Segment Start: Input
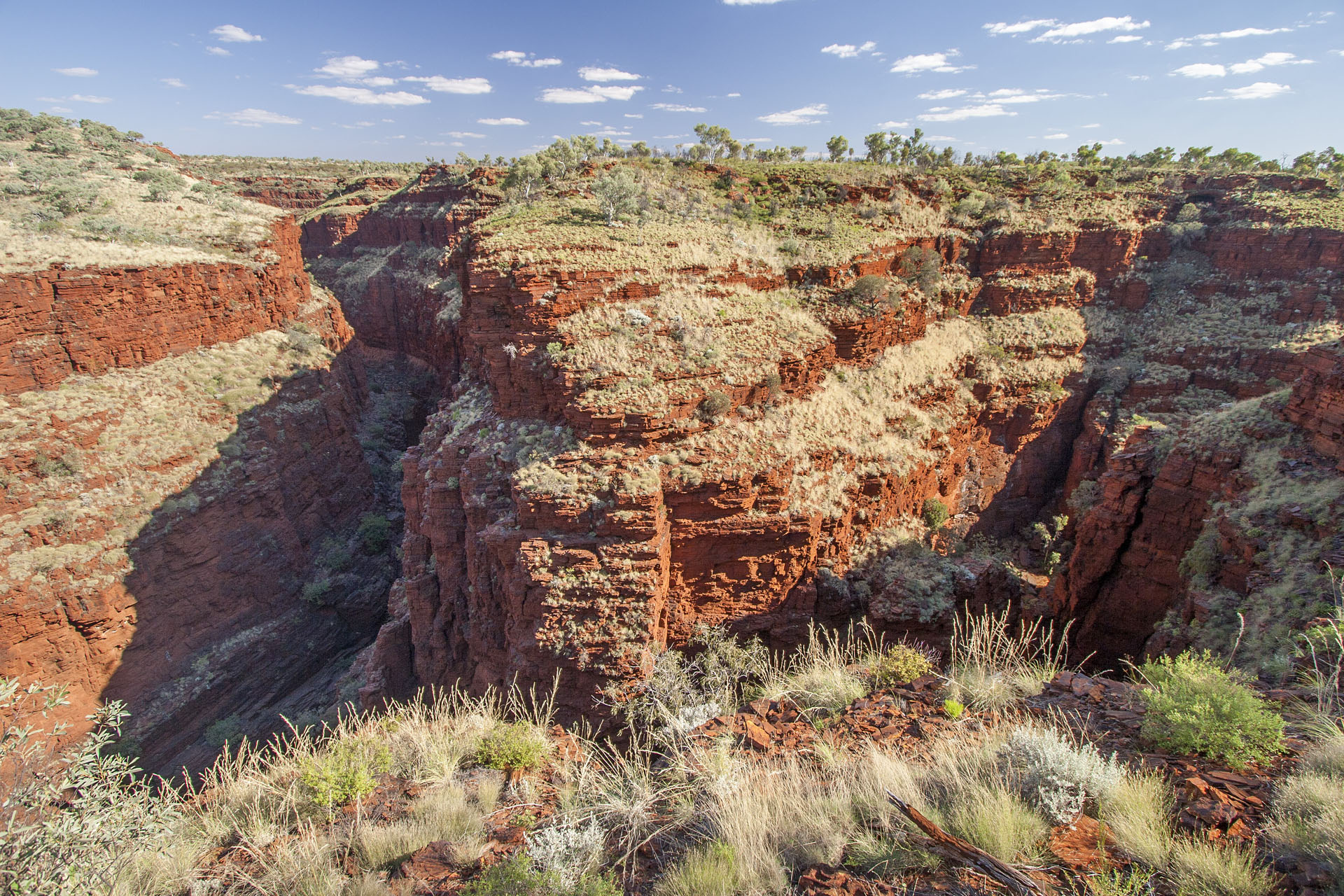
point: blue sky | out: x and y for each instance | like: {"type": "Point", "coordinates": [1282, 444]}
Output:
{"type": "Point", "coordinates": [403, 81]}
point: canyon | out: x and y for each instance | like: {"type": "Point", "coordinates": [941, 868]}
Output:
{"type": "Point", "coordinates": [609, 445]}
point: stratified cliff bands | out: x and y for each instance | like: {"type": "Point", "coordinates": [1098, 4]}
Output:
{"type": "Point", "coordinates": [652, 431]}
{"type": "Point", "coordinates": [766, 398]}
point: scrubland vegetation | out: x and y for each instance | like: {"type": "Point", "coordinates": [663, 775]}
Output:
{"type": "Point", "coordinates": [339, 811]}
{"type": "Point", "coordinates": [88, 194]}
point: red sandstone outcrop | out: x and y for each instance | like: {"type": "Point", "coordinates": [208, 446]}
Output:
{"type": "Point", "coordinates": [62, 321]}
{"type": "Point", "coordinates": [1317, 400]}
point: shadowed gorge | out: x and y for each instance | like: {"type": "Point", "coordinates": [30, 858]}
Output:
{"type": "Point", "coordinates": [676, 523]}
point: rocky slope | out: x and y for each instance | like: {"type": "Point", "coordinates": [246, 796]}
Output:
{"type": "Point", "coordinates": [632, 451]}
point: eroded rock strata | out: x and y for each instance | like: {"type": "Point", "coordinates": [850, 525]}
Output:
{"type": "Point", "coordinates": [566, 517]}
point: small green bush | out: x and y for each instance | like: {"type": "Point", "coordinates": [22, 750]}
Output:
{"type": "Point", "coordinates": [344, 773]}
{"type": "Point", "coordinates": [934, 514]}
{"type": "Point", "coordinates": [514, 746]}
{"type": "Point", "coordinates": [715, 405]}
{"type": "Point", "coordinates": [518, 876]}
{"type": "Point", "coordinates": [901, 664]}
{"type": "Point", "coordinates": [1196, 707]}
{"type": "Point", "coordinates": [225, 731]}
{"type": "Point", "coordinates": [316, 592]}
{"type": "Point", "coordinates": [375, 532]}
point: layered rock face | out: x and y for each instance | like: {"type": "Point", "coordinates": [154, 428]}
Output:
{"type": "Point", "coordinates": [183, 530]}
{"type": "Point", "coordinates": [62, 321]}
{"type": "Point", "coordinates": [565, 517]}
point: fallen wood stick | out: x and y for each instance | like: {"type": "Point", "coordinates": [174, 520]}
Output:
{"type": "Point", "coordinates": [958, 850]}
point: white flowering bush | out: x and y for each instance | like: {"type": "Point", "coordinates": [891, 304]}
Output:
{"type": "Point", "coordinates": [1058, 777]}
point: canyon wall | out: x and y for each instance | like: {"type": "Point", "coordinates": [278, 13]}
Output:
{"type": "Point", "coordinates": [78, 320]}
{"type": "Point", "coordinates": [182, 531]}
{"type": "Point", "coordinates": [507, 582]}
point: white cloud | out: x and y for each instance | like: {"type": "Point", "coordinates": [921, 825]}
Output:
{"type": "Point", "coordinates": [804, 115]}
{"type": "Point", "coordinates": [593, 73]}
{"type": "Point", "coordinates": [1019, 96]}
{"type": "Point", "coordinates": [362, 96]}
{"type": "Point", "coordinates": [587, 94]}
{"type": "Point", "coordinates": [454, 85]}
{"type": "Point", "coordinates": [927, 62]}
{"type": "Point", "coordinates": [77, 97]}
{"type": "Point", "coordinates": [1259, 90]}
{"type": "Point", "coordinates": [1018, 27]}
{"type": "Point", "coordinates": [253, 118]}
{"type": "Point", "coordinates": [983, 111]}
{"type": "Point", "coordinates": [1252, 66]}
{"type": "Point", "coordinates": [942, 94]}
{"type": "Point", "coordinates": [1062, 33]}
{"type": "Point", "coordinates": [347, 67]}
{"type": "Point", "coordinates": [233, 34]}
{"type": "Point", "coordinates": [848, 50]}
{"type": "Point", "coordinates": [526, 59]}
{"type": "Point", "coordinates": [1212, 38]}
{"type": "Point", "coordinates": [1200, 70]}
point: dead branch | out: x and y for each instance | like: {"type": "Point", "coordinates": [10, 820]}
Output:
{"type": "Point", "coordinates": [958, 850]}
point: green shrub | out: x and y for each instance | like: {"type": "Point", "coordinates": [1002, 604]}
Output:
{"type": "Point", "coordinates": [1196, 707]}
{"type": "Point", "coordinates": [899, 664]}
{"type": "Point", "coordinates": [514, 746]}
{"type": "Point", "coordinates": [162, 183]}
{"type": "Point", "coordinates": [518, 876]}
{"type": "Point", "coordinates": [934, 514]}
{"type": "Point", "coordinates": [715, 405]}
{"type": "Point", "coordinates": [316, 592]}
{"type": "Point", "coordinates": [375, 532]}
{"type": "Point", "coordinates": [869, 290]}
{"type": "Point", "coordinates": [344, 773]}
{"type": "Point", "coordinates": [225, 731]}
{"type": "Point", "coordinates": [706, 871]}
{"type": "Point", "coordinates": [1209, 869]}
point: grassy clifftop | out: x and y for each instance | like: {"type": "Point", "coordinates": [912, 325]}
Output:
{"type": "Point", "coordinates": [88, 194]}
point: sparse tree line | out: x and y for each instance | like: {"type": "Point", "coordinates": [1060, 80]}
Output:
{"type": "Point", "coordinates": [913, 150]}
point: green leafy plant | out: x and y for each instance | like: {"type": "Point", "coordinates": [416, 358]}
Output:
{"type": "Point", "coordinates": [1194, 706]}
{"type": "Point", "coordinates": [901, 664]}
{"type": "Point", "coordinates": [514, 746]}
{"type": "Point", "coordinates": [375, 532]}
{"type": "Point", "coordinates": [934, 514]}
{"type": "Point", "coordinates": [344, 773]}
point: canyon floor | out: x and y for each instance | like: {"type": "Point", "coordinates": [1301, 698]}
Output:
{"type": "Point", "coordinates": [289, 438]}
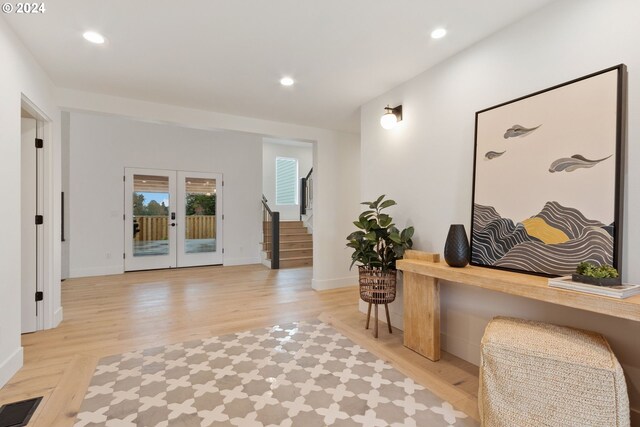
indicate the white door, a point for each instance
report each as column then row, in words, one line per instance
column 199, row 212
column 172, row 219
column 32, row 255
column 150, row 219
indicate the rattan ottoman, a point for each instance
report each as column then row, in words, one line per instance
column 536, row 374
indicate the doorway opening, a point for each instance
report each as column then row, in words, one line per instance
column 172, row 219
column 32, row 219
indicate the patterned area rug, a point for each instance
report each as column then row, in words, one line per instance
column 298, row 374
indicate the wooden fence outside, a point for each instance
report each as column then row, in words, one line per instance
Segment End: Input
◆ **Goal of the exercise**
Since the pictures are not wanted, transcribe only the rest of the material above, exactly as it stands.

◆ **Answer space**
point: blue sky | out: x and y for each instance | like: {"type": "Point", "coordinates": [1282, 444]}
Output:
{"type": "Point", "coordinates": [403, 81]}
point: canyon | out: x and y for each instance | like: {"type": "Point", "coordinates": [941, 868]}
Output:
{"type": "Point", "coordinates": [609, 445]}
point: stratified cliff bands | out: x and y for each instance | like: {"type": "Point", "coordinates": [1098, 4]}
Output:
{"type": "Point", "coordinates": [652, 431]}
{"type": "Point", "coordinates": [766, 398]}
point: scrubland vegetation | out: x and y for each instance | like: {"type": "Point", "coordinates": [663, 775]}
Output:
{"type": "Point", "coordinates": [339, 811]}
{"type": "Point", "coordinates": [88, 194]}
point: red sandstone outcrop | out: x and y for each instance | like: {"type": "Point", "coordinates": [208, 446]}
Output:
{"type": "Point", "coordinates": [62, 321]}
{"type": "Point", "coordinates": [1317, 400]}
point: shadowed gorge | out: x and y for each instance | like: {"type": "Point", "coordinates": [30, 858]}
Output:
{"type": "Point", "coordinates": [676, 523]}
point: rocky slope | out: x and y for each instance | like: {"type": "Point", "coordinates": [246, 796]}
Output:
{"type": "Point", "coordinates": [632, 451]}
point: eroded rock strata | out: x and y for each instance | like: {"type": "Point", "coordinates": [850, 525]}
Output:
{"type": "Point", "coordinates": [566, 517]}
point: small green bush | out: x and y for each instance | like: {"type": "Point", "coordinates": [22, 750]}
Output:
{"type": "Point", "coordinates": [344, 773]}
{"type": "Point", "coordinates": [934, 514]}
{"type": "Point", "coordinates": [514, 746]}
{"type": "Point", "coordinates": [715, 405]}
{"type": "Point", "coordinates": [518, 876]}
{"type": "Point", "coordinates": [901, 664]}
{"type": "Point", "coordinates": [1196, 707]}
{"type": "Point", "coordinates": [225, 731]}
{"type": "Point", "coordinates": [316, 592]}
{"type": "Point", "coordinates": [375, 532]}
point: layered rock face | out: x and y for each instance | like: {"type": "Point", "coordinates": [154, 428]}
Output:
{"type": "Point", "coordinates": [183, 530]}
{"type": "Point", "coordinates": [62, 321]}
{"type": "Point", "coordinates": [565, 517]}
point: fallen wood stick | out: x and y for each instance | like: {"type": "Point", "coordinates": [174, 520]}
Output:
{"type": "Point", "coordinates": [958, 850]}
point: white flowering bush | out: x and y for each instance | like: {"type": "Point", "coordinates": [891, 304]}
Output:
{"type": "Point", "coordinates": [1058, 777]}
point: canyon wall | out: x and y for each instance | like: {"type": "Point", "coordinates": [278, 13]}
Output:
{"type": "Point", "coordinates": [78, 320]}
{"type": "Point", "coordinates": [182, 531]}
{"type": "Point", "coordinates": [507, 582]}
point: white cloud | out: x and y for each instance | like: {"type": "Point", "coordinates": [921, 825]}
Output:
{"type": "Point", "coordinates": [804, 115]}
{"type": "Point", "coordinates": [593, 73]}
{"type": "Point", "coordinates": [1019, 96]}
{"type": "Point", "coordinates": [362, 96]}
{"type": "Point", "coordinates": [587, 94]}
{"type": "Point", "coordinates": [454, 85]}
{"type": "Point", "coordinates": [927, 62]}
{"type": "Point", "coordinates": [77, 97]}
{"type": "Point", "coordinates": [1259, 90]}
{"type": "Point", "coordinates": [1018, 27]}
{"type": "Point", "coordinates": [253, 118]}
{"type": "Point", "coordinates": [983, 111]}
{"type": "Point", "coordinates": [1252, 66]}
{"type": "Point", "coordinates": [942, 94]}
{"type": "Point", "coordinates": [1062, 33]}
{"type": "Point", "coordinates": [347, 67]}
{"type": "Point", "coordinates": [233, 34]}
{"type": "Point", "coordinates": [848, 50]}
{"type": "Point", "coordinates": [526, 59]}
{"type": "Point", "coordinates": [1212, 38]}
{"type": "Point", "coordinates": [1200, 70]}
point: dead branch | out: x and y for each instance | like: {"type": "Point", "coordinates": [10, 820]}
Output:
{"type": "Point", "coordinates": [958, 850]}
point: green shrub | out: x and y for each instance | like: {"type": "Point", "coordinates": [1002, 604]}
Output:
{"type": "Point", "coordinates": [1196, 707]}
{"type": "Point", "coordinates": [899, 664]}
{"type": "Point", "coordinates": [514, 746]}
{"type": "Point", "coordinates": [162, 183]}
{"type": "Point", "coordinates": [518, 876]}
{"type": "Point", "coordinates": [934, 514]}
{"type": "Point", "coordinates": [715, 405]}
{"type": "Point", "coordinates": [316, 592]}
{"type": "Point", "coordinates": [375, 532]}
{"type": "Point", "coordinates": [869, 290]}
{"type": "Point", "coordinates": [344, 773]}
{"type": "Point", "coordinates": [225, 731]}
{"type": "Point", "coordinates": [706, 871]}
{"type": "Point", "coordinates": [1209, 869]}
point: grassy clifftop | out: x and y for each instance | like: {"type": "Point", "coordinates": [912, 325]}
Output:
{"type": "Point", "coordinates": [88, 194]}
point: sparse tree line | out: x and y for each instance | like: {"type": "Point", "coordinates": [1060, 80]}
Output:
{"type": "Point", "coordinates": [913, 150]}
point: green leafy plant | out: x and y for each instance | like: {"type": "Point", "coordinates": [416, 358]}
Output:
{"type": "Point", "coordinates": [1194, 706]}
{"type": "Point", "coordinates": [901, 664]}
{"type": "Point", "coordinates": [514, 746]}
{"type": "Point", "coordinates": [375, 532]}
{"type": "Point", "coordinates": [934, 514]}
{"type": "Point", "coordinates": [344, 773]}
point: canyon floor | out: x and y for each instance | like: {"type": "Point", "coordinates": [1301, 698]}
Output:
{"type": "Point", "coordinates": [289, 438]}
indicate the white door, a point for each instance
report each as column then row, in words, one line per instance
column 199, row 212
column 172, row 219
column 32, row 255
column 150, row 219
indicate the rattan ottoman, a point for each instance
report each as column then row, in words, one line per instance
column 536, row 374
indicate the doorway opening, a point for each instance
report each as column then row, in words, one line per instance
column 172, row 219
column 32, row 219
indicate the patterned area rug, a point for each instance
report each as column then row, in words, one line per instance
column 298, row 374
indicate the wooden fence outside, a point for each instance
report each as column then row, in words, one line per instance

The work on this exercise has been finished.